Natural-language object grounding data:

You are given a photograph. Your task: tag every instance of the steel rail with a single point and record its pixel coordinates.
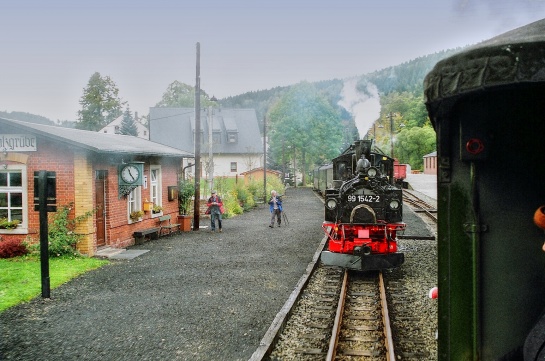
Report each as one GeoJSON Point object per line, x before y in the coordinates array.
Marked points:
{"type": "Point", "coordinates": [389, 343]}
{"type": "Point", "coordinates": [331, 353]}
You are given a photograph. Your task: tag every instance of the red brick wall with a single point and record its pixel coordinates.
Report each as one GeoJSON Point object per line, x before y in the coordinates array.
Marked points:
{"type": "Point", "coordinates": [59, 158]}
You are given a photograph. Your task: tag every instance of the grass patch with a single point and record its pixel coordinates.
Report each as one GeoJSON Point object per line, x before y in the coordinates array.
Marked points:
{"type": "Point", "coordinates": [20, 277]}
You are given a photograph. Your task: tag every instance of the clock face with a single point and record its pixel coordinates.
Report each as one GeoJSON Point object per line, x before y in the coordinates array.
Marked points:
{"type": "Point", "coordinates": [130, 174]}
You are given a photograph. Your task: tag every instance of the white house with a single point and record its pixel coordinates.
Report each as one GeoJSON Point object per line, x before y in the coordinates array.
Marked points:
{"type": "Point", "coordinates": [231, 136]}
{"type": "Point", "coordinates": [115, 126]}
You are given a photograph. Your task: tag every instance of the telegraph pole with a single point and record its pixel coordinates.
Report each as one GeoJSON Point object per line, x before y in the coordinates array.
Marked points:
{"type": "Point", "coordinates": [196, 204]}
{"type": "Point", "coordinates": [391, 116]}
{"type": "Point", "coordinates": [265, 160]}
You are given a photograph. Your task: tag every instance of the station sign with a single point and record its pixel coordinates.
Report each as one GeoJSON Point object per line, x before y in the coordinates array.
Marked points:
{"type": "Point", "coordinates": [18, 143]}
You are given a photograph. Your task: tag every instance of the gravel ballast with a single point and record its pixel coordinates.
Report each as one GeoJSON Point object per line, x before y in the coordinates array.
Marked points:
{"type": "Point", "coordinates": [193, 296]}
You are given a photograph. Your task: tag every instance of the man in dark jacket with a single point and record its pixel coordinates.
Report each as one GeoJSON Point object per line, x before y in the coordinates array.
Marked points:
{"type": "Point", "coordinates": [275, 206]}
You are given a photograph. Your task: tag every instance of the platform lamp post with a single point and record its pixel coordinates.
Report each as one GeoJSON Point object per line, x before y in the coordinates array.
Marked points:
{"type": "Point", "coordinates": [401, 125]}
{"type": "Point", "coordinates": [196, 204]}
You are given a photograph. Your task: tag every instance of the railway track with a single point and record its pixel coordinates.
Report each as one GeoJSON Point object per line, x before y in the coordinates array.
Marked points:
{"type": "Point", "coordinates": [419, 205]}
{"type": "Point", "coordinates": [340, 317]}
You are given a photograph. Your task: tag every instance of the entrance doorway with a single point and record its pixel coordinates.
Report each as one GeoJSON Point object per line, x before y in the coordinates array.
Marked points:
{"type": "Point", "coordinates": [100, 197]}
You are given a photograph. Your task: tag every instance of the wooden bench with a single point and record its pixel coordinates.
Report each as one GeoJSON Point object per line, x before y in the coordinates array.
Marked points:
{"type": "Point", "coordinates": [140, 236]}
{"type": "Point", "coordinates": [164, 225]}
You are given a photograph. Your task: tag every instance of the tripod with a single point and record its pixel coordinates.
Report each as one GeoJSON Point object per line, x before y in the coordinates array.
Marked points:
{"type": "Point", "coordinates": [285, 218]}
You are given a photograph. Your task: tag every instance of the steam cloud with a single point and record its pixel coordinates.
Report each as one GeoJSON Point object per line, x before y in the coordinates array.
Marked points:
{"type": "Point", "coordinates": [364, 107]}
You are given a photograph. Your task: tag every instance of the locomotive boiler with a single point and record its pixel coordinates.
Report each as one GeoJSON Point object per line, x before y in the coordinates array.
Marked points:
{"type": "Point", "coordinates": [363, 211]}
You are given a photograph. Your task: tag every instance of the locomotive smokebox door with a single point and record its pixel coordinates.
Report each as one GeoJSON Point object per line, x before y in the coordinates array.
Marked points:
{"type": "Point", "coordinates": [486, 105]}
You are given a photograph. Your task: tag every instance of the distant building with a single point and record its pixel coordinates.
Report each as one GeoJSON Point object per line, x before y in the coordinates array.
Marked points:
{"type": "Point", "coordinates": [115, 127]}
{"type": "Point", "coordinates": [430, 163]}
{"type": "Point", "coordinates": [257, 174]}
{"type": "Point", "coordinates": [234, 136]}
{"type": "Point", "coordinates": [89, 174]}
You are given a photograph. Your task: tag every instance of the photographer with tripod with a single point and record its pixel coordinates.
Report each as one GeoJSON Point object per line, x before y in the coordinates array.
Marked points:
{"type": "Point", "coordinates": [275, 206]}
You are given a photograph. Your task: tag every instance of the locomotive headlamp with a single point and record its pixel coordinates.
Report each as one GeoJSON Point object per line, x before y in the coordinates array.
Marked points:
{"type": "Point", "coordinates": [331, 203]}
{"type": "Point", "coordinates": [394, 204]}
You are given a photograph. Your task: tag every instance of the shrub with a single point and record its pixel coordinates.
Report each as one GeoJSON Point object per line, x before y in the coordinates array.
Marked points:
{"type": "Point", "coordinates": [12, 248]}
{"type": "Point", "coordinates": [231, 204]}
{"type": "Point", "coordinates": [61, 236]}
{"type": "Point", "coordinates": [245, 198]}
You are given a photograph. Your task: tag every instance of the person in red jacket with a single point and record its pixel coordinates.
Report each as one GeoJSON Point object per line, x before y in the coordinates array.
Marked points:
{"type": "Point", "coordinates": [215, 206]}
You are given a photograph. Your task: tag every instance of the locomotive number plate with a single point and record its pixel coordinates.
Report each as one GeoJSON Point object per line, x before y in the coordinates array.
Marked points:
{"type": "Point", "coordinates": [364, 198]}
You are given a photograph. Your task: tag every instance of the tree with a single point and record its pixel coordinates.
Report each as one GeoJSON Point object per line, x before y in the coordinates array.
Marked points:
{"type": "Point", "coordinates": [100, 103]}
{"type": "Point", "coordinates": [414, 143]}
{"type": "Point", "coordinates": [128, 125]}
{"type": "Point", "coordinates": [304, 127]}
{"type": "Point", "coordinates": [180, 95]}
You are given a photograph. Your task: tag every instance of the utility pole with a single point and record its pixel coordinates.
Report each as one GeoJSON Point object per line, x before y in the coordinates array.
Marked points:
{"type": "Point", "coordinates": [210, 153]}
{"type": "Point", "coordinates": [391, 116]}
{"type": "Point", "coordinates": [196, 204]}
{"type": "Point", "coordinates": [265, 160]}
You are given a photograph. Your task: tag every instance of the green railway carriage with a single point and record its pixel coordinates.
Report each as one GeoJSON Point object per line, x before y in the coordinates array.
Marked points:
{"type": "Point", "coordinates": [487, 104]}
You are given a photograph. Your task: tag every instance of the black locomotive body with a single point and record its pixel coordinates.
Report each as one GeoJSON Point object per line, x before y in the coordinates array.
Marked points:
{"type": "Point", "coordinates": [363, 211]}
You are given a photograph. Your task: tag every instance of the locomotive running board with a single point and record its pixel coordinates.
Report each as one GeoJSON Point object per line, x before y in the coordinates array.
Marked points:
{"type": "Point", "coordinates": [371, 262]}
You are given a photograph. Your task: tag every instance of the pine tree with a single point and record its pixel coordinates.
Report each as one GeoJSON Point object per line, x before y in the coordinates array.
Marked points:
{"type": "Point", "coordinates": [100, 103]}
{"type": "Point", "coordinates": [128, 124]}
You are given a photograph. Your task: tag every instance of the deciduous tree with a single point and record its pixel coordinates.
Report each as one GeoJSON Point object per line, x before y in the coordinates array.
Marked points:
{"type": "Point", "coordinates": [128, 124]}
{"type": "Point", "coordinates": [304, 127]}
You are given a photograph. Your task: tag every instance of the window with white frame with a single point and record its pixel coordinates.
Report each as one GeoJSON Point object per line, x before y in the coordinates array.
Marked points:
{"type": "Point", "coordinates": [155, 185]}
{"type": "Point", "coordinates": [13, 195]}
{"type": "Point", "coordinates": [134, 202]}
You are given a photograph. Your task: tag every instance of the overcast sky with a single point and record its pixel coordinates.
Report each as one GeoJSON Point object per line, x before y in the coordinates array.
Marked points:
{"type": "Point", "coordinates": [49, 49]}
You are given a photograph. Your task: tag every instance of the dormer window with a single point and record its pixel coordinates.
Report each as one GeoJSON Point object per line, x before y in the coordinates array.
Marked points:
{"type": "Point", "coordinates": [232, 137]}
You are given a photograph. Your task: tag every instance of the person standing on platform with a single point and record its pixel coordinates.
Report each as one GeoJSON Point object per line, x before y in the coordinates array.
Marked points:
{"type": "Point", "coordinates": [275, 206]}
{"type": "Point", "coordinates": [215, 206]}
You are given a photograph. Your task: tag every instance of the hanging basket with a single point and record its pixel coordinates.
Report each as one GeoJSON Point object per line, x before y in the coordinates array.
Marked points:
{"type": "Point", "coordinates": [148, 206]}
{"type": "Point", "coordinates": [539, 217]}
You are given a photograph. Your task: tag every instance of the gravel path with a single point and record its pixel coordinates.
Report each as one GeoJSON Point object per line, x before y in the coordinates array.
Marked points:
{"type": "Point", "coordinates": [195, 296]}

**AIM OF THE EXERCISE:**
Select the lines from the entries that include the word "tripod".

**RESPONSE TO THIS EXERCISE:**
You are given a photograph. Your task: tag every instance of the tripod with a single point and record its pixel coordinates.
You are given a photograph. Your task: tag every instance of the photographer with tripod with a single point and record its pixel coordinates.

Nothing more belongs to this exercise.